YOUR ASSIGNMENT »
An exact reprint of the listing is required, with no pictures included.
START SOURCE RECORDS
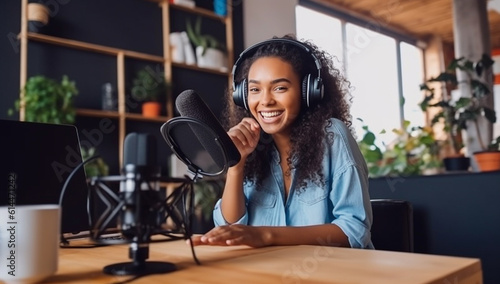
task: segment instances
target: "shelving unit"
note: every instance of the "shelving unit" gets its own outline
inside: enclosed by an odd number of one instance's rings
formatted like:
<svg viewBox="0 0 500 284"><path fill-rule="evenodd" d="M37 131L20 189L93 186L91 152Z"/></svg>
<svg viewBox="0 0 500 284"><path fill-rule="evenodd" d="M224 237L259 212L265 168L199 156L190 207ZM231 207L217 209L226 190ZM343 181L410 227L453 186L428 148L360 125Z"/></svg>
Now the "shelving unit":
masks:
<svg viewBox="0 0 500 284"><path fill-rule="evenodd" d="M19 34L20 40L20 89L24 87L27 81L28 74L28 42L29 41L37 41L45 44L55 45L66 47L70 49L78 49L91 53L105 54L116 57L116 82L117 82L117 100L118 100L118 109L117 111L104 111L99 109L80 109L77 107L77 115L83 117L97 117L97 118L112 118L118 121L118 153L123 153L123 144L126 136L126 125L127 121L141 121L141 122L151 122L151 123L161 123L165 122L168 119L174 116L174 107L173 107L173 98L171 95L167 96L166 100L166 116L161 117L144 117L141 114L130 113L127 112L126 109L126 79L125 79L125 68L126 68L126 59L138 59L143 61L149 61L154 63L159 63L163 65L165 79L167 82L172 81L172 67L182 68L188 70L194 70L196 72L200 72L200 76L203 74L216 74L220 76L226 76L228 86L232 83L230 72L221 72L219 70L207 69L207 68L199 68L194 65L173 63L170 59L170 44L169 44L169 35L170 35L170 16L171 9L183 11L193 15L200 15L202 17L207 17L210 19L214 19L217 21L221 21L225 25L225 33L226 33L226 48L227 48L227 56L228 63L231 64L234 60L233 58L233 26L232 26L232 9L231 5L228 4L228 14L225 17L219 16L214 12L203 9L203 8L190 8L185 6L180 6L176 4L169 3L168 0L147 0L150 2L158 3L159 8L162 13L162 43L163 43L163 56L151 55L142 52L136 52L133 50L120 49L114 47L108 47L73 39L49 36L39 33L31 33L28 32L28 21L27 21L27 11L28 11L28 0L21 1L21 31ZM231 70L230 66L228 66L227 70ZM21 93L21 97L23 94ZM20 109L20 120L25 120L24 109L21 106ZM123 166L123 158L122 155L119 155L119 165Z"/></svg>

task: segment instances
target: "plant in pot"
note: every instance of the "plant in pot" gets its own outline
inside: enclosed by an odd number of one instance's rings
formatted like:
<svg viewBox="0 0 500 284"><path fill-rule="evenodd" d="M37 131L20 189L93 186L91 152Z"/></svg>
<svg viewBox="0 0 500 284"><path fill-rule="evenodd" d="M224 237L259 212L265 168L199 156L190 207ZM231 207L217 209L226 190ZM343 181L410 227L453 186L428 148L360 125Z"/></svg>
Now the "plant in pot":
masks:
<svg viewBox="0 0 500 284"><path fill-rule="evenodd" d="M470 123L475 124L477 139L482 149L486 149L485 143L481 139L478 120L485 118L491 123L495 123L495 111L486 105L485 97L491 93L488 85L481 80L484 70L490 68L493 61L487 55L483 55L477 62L472 62L464 57L453 59L446 70L437 77L433 77L420 85L420 90L425 92L425 97L420 103L422 111L429 108L439 108L431 118L431 126L442 123L442 130L448 134L447 145L452 154L447 155L443 162L448 171L467 170L470 165L470 158L463 154L464 142L462 132L466 130ZM459 81L456 70L461 70L466 75L466 79ZM471 90L471 96L461 95L458 99L452 100L450 96L442 95L436 98L435 88L430 84L444 84L446 90L457 89L459 84L466 84Z"/></svg>
<svg viewBox="0 0 500 284"><path fill-rule="evenodd" d="M151 66L139 70L133 80L132 97L142 103L142 115L157 117L161 112L160 99L167 94L165 74Z"/></svg>
<svg viewBox="0 0 500 284"><path fill-rule="evenodd" d="M486 150L475 152L474 159L482 172L500 170L500 136L493 139Z"/></svg>
<svg viewBox="0 0 500 284"><path fill-rule="evenodd" d="M396 139L382 149L376 143L376 135L367 125L359 148L368 166L370 177L393 175L422 175L439 172L438 142L431 127L411 126L404 122L400 129L393 129ZM380 134L384 134L382 131Z"/></svg>
<svg viewBox="0 0 500 284"><path fill-rule="evenodd" d="M75 122L74 97L78 94L75 82L64 75L60 83L42 75L30 77L22 99L14 103L15 110L24 109L25 120L32 122L73 124ZM8 110L9 115L14 109Z"/></svg>
<svg viewBox="0 0 500 284"><path fill-rule="evenodd" d="M201 34L201 17L196 19L194 27L188 18L186 30L189 40L196 47L196 64L198 67L227 70L225 45L212 35Z"/></svg>

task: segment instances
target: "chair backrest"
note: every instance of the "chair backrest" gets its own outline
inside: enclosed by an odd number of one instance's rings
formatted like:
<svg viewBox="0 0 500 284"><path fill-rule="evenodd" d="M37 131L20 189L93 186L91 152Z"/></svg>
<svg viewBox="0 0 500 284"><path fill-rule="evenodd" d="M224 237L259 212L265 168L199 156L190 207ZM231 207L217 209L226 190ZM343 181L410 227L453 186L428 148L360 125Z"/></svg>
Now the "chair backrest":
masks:
<svg viewBox="0 0 500 284"><path fill-rule="evenodd" d="M409 201L372 199L375 249L413 252L413 207Z"/></svg>

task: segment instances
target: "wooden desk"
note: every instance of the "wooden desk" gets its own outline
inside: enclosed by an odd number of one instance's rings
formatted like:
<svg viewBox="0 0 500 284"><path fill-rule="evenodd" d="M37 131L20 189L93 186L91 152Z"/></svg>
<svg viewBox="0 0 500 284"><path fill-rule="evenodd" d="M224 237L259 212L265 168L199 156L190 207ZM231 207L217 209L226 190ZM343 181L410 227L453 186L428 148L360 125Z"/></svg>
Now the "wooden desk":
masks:
<svg viewBox="0 0 500 284"><path fill-rule="evenodd" d="M150 261L178 270L131 283L435 283L480 284L479 259L324 246L195 247L194 262L184 241L150 244ZM118 283L104 266L127 262L128 246L61 249L57 274L43 283Z"/></svg>

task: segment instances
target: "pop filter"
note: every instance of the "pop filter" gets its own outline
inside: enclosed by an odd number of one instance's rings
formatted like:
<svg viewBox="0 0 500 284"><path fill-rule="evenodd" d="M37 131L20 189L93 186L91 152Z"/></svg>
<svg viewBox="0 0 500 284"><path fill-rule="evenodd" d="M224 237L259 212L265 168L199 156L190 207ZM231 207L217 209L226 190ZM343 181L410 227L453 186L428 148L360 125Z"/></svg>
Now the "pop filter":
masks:
<svg viewBox="0 0 500 284"><path fill-rule="evenodd" d="M196 92L182 92L176 106L181 116L164 123L160 132L190 172L217 176L239 162L238 149Z"/></svg>

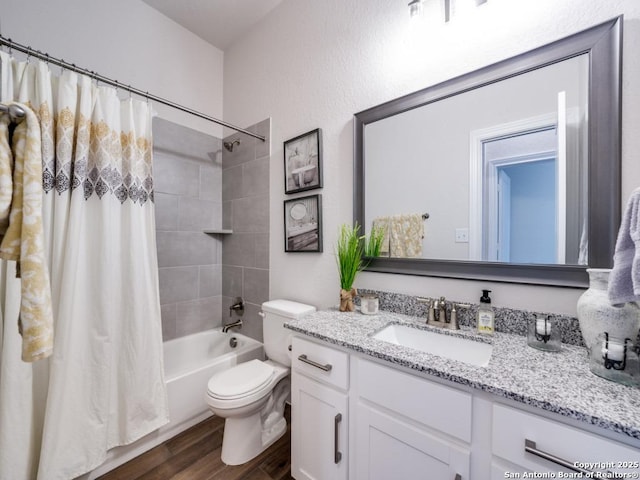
END SOURCE RECORDS
RESPONSE BELOW »
task: segment instances
target: "shelving unit"
note: every instance of the "shelving unit" gets its own outline
inside: enclosed by an odd number of one instance's rings
formatted like:
<svg viewBox="0 0 500 284"><path fill-rule="evenodd" d="M37 131L20 189L93 186L91 152Z"/></svg>
<svg viewBox="0 0 500 284"><path fill-rule="evenodd" d="M224 237L259 212L265 168L199 156L190 207ZM231 207L217 209L226 190ZM343 181L410 227L453 186L428 148L360 125Z"/></svg>
Now the "shelving unit":
masks:
<svg viewBox="0 0 500 284"><path fill-rule="evenodd" d="M19 34L20 40L20 89L24 87L27 81L28 74L28 42L29 41L37 41L45 44L55 45L66 47L70 49L78 49L91 53L105 54L116 57L116 82L117 82L117 100L118 100L118 109L117 111L104 111L99 109L80 109L77 107L77 115L83 117L97 117L97 118L112 118L118 121L118 153L123 153L123 144L126 136L126 125L127 121L141 121L141 122L151 122L151 123L161 123L165 122L168 119L174 116L174 107L173 107L173 98L171 95L167 96L166 100L166 116L161 117L144 117L141 114L130 113L127 112L126 109L126 79L125 79L125 68L126 68L126 59L138 59L143 61L149 61L154 63L159 63L163 65L165 79L167 82L172 81L172 67L182 68L188 70L194 70L196 72L200 72L200 76L203 74L216 74L220 76L226 76L228 86L232 83L230 72L221 72L219 70L207 69L207 68L199 68L194 65L173 63L170 59L170 44L169 44L169 35L170 35L170 16L171 9L183 11L193 15L200 15L202 17L207 17L210 19L214 19L217 21L221 21L225 25L225 33L226 33L226 48L227 48L227 56L228 63L231 64L234 60L233 58L233 26L232 26L232 9L231 5L228 4L228 14L225 17L219 16L214 12L203 9L203 8L190 8L185 6L180 6L176 4L169 3L168 0L147 0L150 2L158 3L159 8L162 13L162 43L163 43L163 56L151 55L142 52L136 52L133 50L120 49L114 47L108 47L73 39L49 36L39 33L31 33L28 32L28 21L27 21L27 11L28 11L28 0L21 1L21 31ZM231 70L230 66L228 66L227 70ZM21 93L21 97L23 94ZM20 109L20 120L25 120L24 109L21 106ZM123 166L123 158L122 155L119 155L119 165Z"/></svg>

task: segment instances
target: "plant in pot"
note: every instance of the "plant in pot" gets its own outline
inside: enclosed by an odd number of one instance's rings
formatted like:
<svg viewBox="0 0 500 284"><path fill-rule="evenodd" d="M37 131L20 189L93 186L91 152Z"/></svg>
<svg viewBox="0 0 500 284"><path fill-rule="evenodd" d="M224 237L259 212L265 168L199 156L190 207ZM231 207L217 209L226 190ZM343 181L410 227L453 186L428 148L360 125Z"/></svg>
Now the "plant in pot":
masks:
<svg viewBox="0 0 500 284"><path fill-rule="evenodd" d="M470 123L475 124L477 139L482 149L486 149L485 143L481 139L478 120L485 118L491 123L495 123L495 111L486 105L485 97L491 93L488 85L481 80L484 70L490 68L493 61L487 55L483 55L477 62L472 62L464 57L453 59L446 70L437 77L433 77L420 85L420 90L425 92L425 97L420 103L422 111L429 108L439 108L431 118L431 126L442 123L442 130L448 134L447 145L452 154L447 155L443 162L448 171L467 170L470 165L470 158L463 154L464 142L462 132L466 130ZM459 81L456 70L461 70L466 75L466 79ZM471 90L471 96L461 95L458 99L452 100L450 96L442 95L436 98L435 88L430 84L444 84L446 90L457 89L459 84L466 84Z"/></svg>
<svg viewBox="0 0 500 284"><path fill-rule="evenodd" d="M151 66L139 70L133 80L132 97L142 103L142 115L157 117L161 112L160 99L167 94L165 74Z"/></svg>
<svg viewBox="0 0 500 284"><path fill-rule="evenodd" d="M486 150L475 152L474 159L482 172L500 170L500 136L493 139Z"/></svg>
<svg viewBox="0 0 500 284"><path fill-rule="evenodd" d="M396 139L382 149L376 143L376 135L367 125L359 148L368 166L370 177L393 175L422 175L439 172L438 142L431 127L411 126L404 122L400 129L393 129ZM380 134L384 134L382 131Z"/></svg>
<svg viewBox="0 0 500 284"><path fill-rule="evenodd" d="M75 122L74 97L78 94L75 82L64 75L60 83L42 75L30 77L22 99L14 103L15 110L24 109L25 120L32 122L73 124ZM8 110L9 115L14 109Z"/></svg>
<svg viewBox="0 0 500 284"><path fill-rule="evenodd" d="M201 34L201 17L196 19L194 27L188 18L186 30L189 40L196 47L196 64L198 67L227 70L225 45L212 35Z"/></svg>

task: segment instances
target: "chair backrest"
note: every instance of the "chair backrest" gets its own outline
inside: enclosed by an odd number of one instance's rings
formatted like:
<svg viewBox="0 0 500 284"><path fill-rule="evenodd" d="M37 131L20 189L93 186L91 152Z"/></svg>
<svg viewBox="0 0 500 284"><path fill-rule="evenodd" d="M224 237L259 212L265 168L199 156L190 207ZM231 207L217 209L226 190ZM343 181L410 227L453 186L428 148L360 125Z"/></svg>
Now the "chair backrest":
masks:
<svg viewBox="0 0 500 284"><path fill-rule="evenodd" d="M409 201L372 199L375 249L413 252L413 207Z"/></svg>

task: segment instances
target: "wooden desk"
note: every instance of the "wooden desk" gets its own outline
inside: enclosed by an odd number of one instance's rings
formatted like:
<svg viewBox="0 0 500 284"><path fill-rule="evenodd" d="M37 131L20 189L93 186L91 152Z"/></svg>
<svg viewBox="0 0 500 284"><path fill-rule="evenodd" d="M224 237L259 212L265 168L199 156L190 207ZM231 207L217 209L226 190ZM343 181L410 227L453 186L428 148L360 125Z"/></svg>
Now the "wooden desk":
masks:
<svg viewBox="0 0 500 284"><path fill-rule="evenodd" d="M150 261L178 270L131 283L435 283L480 284L479 259L324 246L195 247L194 262L184 241L150 244ZM118 283L104 266L127 262L128 246L61 249L57 274L43 283Z"/></svg>

task: segment instances
target: "pop filter"
note: every instance of the "pop filter" gets its own outline
inside: enclosed by an odd number of one instance's rings
formatted like:
<svg viewBox="0 0 500 284"><path fill-rule="evenodd" d="M37 131L20 189L93 186L91 152Z"/></svg>
<svg viewBox="0 0 500 284"><path fill-rule="evenodd" d="M224 237L259 212L265 168L199 156L190 207ZM231 207L217 209L226 190ZM343 181L410 227L453 186L428 148L360 125Z"/></svg>
Now the "pop filter":
masks:
<svg viewBox="0 0 500 284"><path fill-rule="evenodd" d="M196 92L182 92L176 106L181 116L164 123L160 132L190 172L217 176L239 162L238 149Z"/></svg>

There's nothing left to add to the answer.